# Requirements
Convert every line of the listing below into a numbered list, omitting any blank lines.

# Data for processing

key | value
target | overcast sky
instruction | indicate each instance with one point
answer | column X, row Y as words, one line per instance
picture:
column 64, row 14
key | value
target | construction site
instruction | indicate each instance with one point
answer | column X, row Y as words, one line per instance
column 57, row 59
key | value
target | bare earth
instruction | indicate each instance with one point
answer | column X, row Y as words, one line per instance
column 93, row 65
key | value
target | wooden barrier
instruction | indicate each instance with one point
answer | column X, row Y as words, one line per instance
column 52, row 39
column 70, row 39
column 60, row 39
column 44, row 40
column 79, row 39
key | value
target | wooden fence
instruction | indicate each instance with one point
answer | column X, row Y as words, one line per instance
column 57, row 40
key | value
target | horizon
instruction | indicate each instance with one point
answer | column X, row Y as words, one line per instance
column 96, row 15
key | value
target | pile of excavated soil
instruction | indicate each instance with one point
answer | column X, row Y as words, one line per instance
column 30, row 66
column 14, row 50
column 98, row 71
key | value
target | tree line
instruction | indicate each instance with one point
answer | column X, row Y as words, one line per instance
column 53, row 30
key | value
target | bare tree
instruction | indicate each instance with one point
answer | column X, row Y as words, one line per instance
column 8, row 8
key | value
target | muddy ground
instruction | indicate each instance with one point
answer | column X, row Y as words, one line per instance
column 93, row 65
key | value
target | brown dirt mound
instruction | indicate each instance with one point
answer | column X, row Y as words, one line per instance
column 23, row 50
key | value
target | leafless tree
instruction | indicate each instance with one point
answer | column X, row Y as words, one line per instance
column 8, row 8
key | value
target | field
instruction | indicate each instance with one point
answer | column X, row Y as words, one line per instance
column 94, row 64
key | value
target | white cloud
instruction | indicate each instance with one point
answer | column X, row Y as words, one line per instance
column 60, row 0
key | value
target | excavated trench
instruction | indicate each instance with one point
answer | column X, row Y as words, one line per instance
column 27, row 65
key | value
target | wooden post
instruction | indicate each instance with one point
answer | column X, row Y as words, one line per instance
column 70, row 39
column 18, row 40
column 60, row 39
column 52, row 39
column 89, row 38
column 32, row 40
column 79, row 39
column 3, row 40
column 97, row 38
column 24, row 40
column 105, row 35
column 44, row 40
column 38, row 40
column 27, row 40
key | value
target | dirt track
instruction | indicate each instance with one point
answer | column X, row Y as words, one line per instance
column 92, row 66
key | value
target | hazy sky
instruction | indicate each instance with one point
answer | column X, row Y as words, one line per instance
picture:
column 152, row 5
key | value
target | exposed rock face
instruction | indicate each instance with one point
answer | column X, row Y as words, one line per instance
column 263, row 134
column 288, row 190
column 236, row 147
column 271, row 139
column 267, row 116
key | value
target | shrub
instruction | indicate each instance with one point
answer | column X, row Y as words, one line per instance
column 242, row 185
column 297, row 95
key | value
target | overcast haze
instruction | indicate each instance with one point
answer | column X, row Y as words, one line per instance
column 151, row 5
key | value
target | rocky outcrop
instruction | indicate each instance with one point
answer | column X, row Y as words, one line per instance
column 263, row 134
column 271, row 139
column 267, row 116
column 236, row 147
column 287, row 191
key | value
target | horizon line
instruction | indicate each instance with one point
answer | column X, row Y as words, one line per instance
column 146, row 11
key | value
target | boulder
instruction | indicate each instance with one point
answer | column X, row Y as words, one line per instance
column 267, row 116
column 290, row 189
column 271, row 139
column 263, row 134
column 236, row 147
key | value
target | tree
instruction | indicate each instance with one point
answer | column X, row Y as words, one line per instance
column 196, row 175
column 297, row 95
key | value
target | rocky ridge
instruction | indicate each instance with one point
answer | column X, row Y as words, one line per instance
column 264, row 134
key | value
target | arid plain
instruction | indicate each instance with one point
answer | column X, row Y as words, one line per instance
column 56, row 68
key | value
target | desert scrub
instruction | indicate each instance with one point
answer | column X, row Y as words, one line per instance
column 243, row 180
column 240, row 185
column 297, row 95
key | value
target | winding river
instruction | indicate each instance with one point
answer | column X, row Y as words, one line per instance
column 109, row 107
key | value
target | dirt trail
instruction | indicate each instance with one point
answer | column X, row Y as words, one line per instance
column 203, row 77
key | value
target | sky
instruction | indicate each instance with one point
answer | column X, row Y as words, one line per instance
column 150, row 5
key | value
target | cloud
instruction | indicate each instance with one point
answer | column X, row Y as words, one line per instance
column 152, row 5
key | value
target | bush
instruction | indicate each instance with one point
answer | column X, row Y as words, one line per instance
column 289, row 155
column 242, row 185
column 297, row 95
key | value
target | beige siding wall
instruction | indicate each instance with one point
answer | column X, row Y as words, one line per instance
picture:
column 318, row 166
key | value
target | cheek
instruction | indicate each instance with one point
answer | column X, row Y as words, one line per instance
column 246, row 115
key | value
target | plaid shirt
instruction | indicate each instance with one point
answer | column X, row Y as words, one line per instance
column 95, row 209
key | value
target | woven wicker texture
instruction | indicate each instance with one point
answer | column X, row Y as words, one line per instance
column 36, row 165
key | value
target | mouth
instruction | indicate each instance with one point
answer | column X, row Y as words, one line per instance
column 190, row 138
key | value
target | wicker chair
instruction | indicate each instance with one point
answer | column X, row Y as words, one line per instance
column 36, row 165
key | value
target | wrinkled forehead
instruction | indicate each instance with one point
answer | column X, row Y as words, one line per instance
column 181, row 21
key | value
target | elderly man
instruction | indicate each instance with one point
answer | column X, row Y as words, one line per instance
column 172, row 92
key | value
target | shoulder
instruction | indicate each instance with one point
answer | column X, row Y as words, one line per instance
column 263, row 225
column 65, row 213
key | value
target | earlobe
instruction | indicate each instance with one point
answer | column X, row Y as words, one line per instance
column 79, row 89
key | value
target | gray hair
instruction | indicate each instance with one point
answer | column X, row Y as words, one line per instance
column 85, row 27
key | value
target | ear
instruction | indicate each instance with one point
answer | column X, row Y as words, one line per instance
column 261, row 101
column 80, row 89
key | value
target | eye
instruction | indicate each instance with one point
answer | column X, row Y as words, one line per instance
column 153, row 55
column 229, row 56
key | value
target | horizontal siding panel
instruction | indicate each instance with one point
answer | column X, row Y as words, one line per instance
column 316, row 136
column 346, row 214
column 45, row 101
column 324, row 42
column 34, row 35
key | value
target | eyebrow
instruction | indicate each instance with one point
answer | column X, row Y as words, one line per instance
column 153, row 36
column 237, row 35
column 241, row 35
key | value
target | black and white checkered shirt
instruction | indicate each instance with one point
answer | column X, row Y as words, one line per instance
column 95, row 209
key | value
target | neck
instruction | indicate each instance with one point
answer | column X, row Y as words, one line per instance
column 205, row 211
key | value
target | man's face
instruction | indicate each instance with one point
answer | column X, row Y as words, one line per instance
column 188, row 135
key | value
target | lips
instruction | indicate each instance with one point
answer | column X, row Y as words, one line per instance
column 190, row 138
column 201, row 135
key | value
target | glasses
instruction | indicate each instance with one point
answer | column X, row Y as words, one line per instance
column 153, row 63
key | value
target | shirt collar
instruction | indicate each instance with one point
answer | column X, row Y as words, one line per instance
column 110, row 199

# Finished answer
1. key | value
2. target | overcast sky
3. instruction | indicate each instance with one point
4. answer | column X, row Y as words, one line per instance
5. picture:
6. column 64, row 14
7. key | value
8. target | construction site
9. instruction | indicate each instance with one point
10. answer | column X, row Y as words, one line per instance
11. column 57, row 59
12. key | value
13. target | bare earth
14. instruction | indicate each instance with one point
15. answer | column X, row Y as words, one line per instance
16. column 93, row 65
17. key | value
18. target | wooden barrier
19. instruction | indicate each instance with one point
20. answer | column X, row Y as words, one line per instance
21. column 52, row 39
22. column 70, row 39
23. column 60, row 39
24. column 44, row 40
25. column 79, row 39
26. key | value
27. target | wooden fence
28. instruction | indicate each instance with one point
29. answer | column X, row Y as words, one line per instance
30. column 57, row 40
31. key | value
32. target | horizon
33. instruction | indicate each instance with one point
34. answer | column X, row Y as words, one line per instance
35. column 96, row 15
36. key | value
37. target | pile of excavated soil
38. instruction | indicate each instance with one point
39. answer | column X, row Y as words, one line per instance
40. column 30, row 66
41. column 14, row 50
42. column 98, row 71
43. key | value
44. target | tree line
45. instruction | indicate each instance with one point
46. answer | column X, row Y as words, one line per instance
47. column 53, row 30
48. key | value
49. target | bare tree
50. instruction | indicate each instance with one point
51. answer | column X, row Y as words, one line per instance
52. column 8, row 8
53. key | value
54. target | muddy ground
55. instruction | indicate each instance with one point
56. answer | column X, row Y as words, one line per instance
57. column 93, row 65
58. key | value
59. target | brown dirt mound
60. instruction | indicate each instance with one point
61. answer | column X, row Y as words, one line per instance
62. column 23, row 50
63. key | value
64. target | leafless tree
65. instruction | indicate each instance with one point
66. answer | column X, row Y as words, one line per instance
67. column 8, row 8
68. key | value
69. target | field
70. instruction | indicate each instance with one point
71. answer | column X, row Y as words, one line per instance
72. column 94, row 64
73. key | value
74. target | white cloud
75. instruction | indicate each instance with one point
76. answer | column X, row Y as words, one line per instance
77. column 60, row 0
78. key | value
79. target | excavated trench
80. instruction | indicate each instance with one point
81. answer | column X, row Y as words, one line per instance
82. column 27, row 65
83. key | value
84. target | wooden post
85. instruction | indicate each instance with one point
86. answer | column X, row Y as words, one line per instance
87. column 70, row 39
88. column 18, row 40
89. column 60, row 39
90. column 52, row 39
91. column 89, row 38
92. column 32, row 40
93. column 79, row 39
94. column 3, row 40
95. column 97, row 38
96. column 24, row 40
97. column 105, row 35
98. column 44, row 40
99. column 38, row 40
100. column 27, row 40
101. key | value
102. target | dirt track
103. instruction | indicate each instance with one point
104. answer | column X, row Y as words, one line per instance
105. column 92, row 66
106. key | value
107. target | hazy sky
108. instruction | indicate each instance with one point
109. answer | column X, row Y as words, one line per instance
110. picture:
111. column 152, row 5
112. key | value
113. target | exposed rock face
114. instruction | indicate each instance with one point
115. answer | column X, row Y as words, one line per instance
116. column 263, row 134
117. column 288, row 190
118. column 236, row 147
119. column 271, row 139
120. column 267, row 116
121. key | value
122. target | shrub
123. instruction | indicate each instance with one point
124. answer | column X, row Y as words, one line per instance
125. column 242, row 185
126. column 297, row 95
127. key | value
128. target | overcast haze
129. instruction | indicate each instance with one point
130. answer | column X, row Y as words, one line per instance
131. column 151, row 5
132. key | value
133. target | rocky outcrop
134. instruction | indicate each instance with one point
135. answer | column X, row Y as words, one line per instance
136. column 263, row 134
137. column 271, row 139
138. column 267, row 116
139. column 236, row 147
140. column 287, row 191
141. key | value
142. target | horizon line
143. instruction | indicate each instance with one point
144. answer | column X, row Y as words, one line per instance
145. column 146, row 11
146. key | value
147. target | boulder
148. instruction | indicate each instance with one point
149. answer | column X, row Y as words, one line per instance
150. column 267, row 116
151. column 290, row 189
152. column 271, row 139
153. column 263, row 134
154. column 236, row 147
155. key | value
156. target | tree
157. instruction | indicate each instance with one point
158. answer | column X, row Y as words, one line per instance
159. column 196, row 175
160. column 297, row 95
161. key | value
162. target | rocky ridge
163. instruction | indicate each instance with one point
164. answer | column X, row Y as words, one line per instance
165. column 264, row 134
166. key | value
167. target | arid plain
168. instruction | indicate each instance with one point
169. answer | column X, row Y as words, one line per instance
170. column 56, row 68
171. key | value
172. target | desert scrub
173. instruction | indicate each instance with one point
174. answer | column X, row Y as words, one line per instance
175. column 243, row 180
176. column 240, row 185
177. column 297, row 95
178. key | value
179. target | winding river
180. instruction | indicate each instance with one point
181. answer | column X, row Y as words, one line per instance
182. column 109, row 107
183. key | value
184. target | dirt trail
185. instruction | indicate each instance with one point
186. answer | column X, row Y as words, one line per instance
187. column 203, row 77
188. key | value
189. target | sky
190. instruction | indicate each instance with one point
191. answer | column X, row Y as words, one line per instance
192. column 150, row 5
193. key | value
194. target | cloud
195. instruction | indicate each instance with one point
196. answer | column X, row Y as words, one line per instance
197. column 152, row 5
198. key | value
199. target | bush
200. instruction | indicate each instance with one point
201. answer | column X, row Y as words, one line per instance
202. column 289, row 155
203. column 242, row 185
204. column 297, row 95
205. key | value
206. target | beige siding wall
207. instruction | indicate each instance with one point
208. answer | column X, row Y as words, one line per instance
209. picture:
210. column 318, row 166
211. key | value
212. target | cheek
213. instruction | indicate each instance with one point
214. answer | column X, row Y as words, one line per instance
215. column 246, row 115
216. key | value
217. target | plaid shirt
218. instruction | indicate each instance with one point
219. answer | column X, row Y as words, one line per instance
220. column 95, row 209
221. key | value
222. target | woven wicker texture
223. instruction | indicate each instance with one point
224. answer | column X, row Y as words, one line per instance
225. column 36, row 165
226. key | value
227. target | mouth
228. instruction | indicate each instance with one point
229. answer | column X, row Y as words, one line per instance
230. column 190, row 138
231. key | value
232. target | wicker chair
233. instruction | indicate each instance with one point
234. answer | column X, row Y as words, one line per instance
235. column 36, row 165
236. key | value
237. target | wrinkled forehead
238. instruction | indicate each instance with one point
239. answer | column X, row Y as words, one line per instance
240. column 181, row 21
241. key | value
242. target | elderly man
243. instruction | indicate each instance with one point
244. answer | column X, row Y as words, one line per instance
245. column 172, row 92
246. key | value
247. target | shoulder
248. instruction | indicate each instance with one point
249. answer | column X, row Y as words, one line per instance
250. column 263, row 225
251. column 65, row 213
252. key | value
253. target | earlobe
254. instruction | indicate each instance with one point
255. answer | column X, row Y as words, one line per instance
256. column 79, row 89
257. key | value
258. target | gray hair
259. instruction | indicate each instance with one point
260. answer | column X, row Y as words, one line per instance
261. column 85, row 27
262. key | value
263. target | ear
264. instruction | indicate each instance with one point
265. answer | column X, row Y as words, one line per instance
266. column 261, row 101
267. column 80, row 89
268. key | value
269. target | eye
270. instruction | indicate each instance with one point
271. answer | column X, row Y as words, one line per instance
272. column 153, row 55
273. column 229, row 56
274. key | value
275. target | horizontal siding panel
276. instruction | indicate each instance with one point
277. answer | column X, row Y as words, one line per instance
278. column 316, row 136
279. column 346, row 214
280. column 45, row 101
281. column 324, row 42
282. column 34, row 35
283. key | value
284. target | eyebrow
285. instruction | indicate each instance with one point
286. answer | column X, row Y as words, one line per instance
287. column 153, row 36
288. column 237, row 35
289. column 241, row 35
290. key | value
291. target | black and white checkered shirt
292. instruction | indicate each instance with one point
293. answer | column X, row Y as words, one line per instance
294. column 95, row 209
295. key | value
296. target | neck
297. instruction | indicate each instance with one point
298. answer | column X, row Y as words, one line per instance
299. column 205, row 211
300. key | value
301. target | man's face
302. instruction | indicate each instance with one point
303. answer | column X, row Y as words, one line per instance
304. column 188, row 135
305. key | value
306. target | lips
307. instruction | indicate each instance with one point
308. answer | column X, row Y as words, one line per instance
309. column 190, row 138
310. column 201, row 135
311. key | value
312. target | glasses
313. instruction | indicate each instance with one point
314. answer | column X, row Y as words, one line per instance
315. column 153, row 63
316. key | value
317. target | shirt collar
318. instruction | indicate each instance with one point
319. answer | column X, row Y as words, one line per instance
320. column 110, row 199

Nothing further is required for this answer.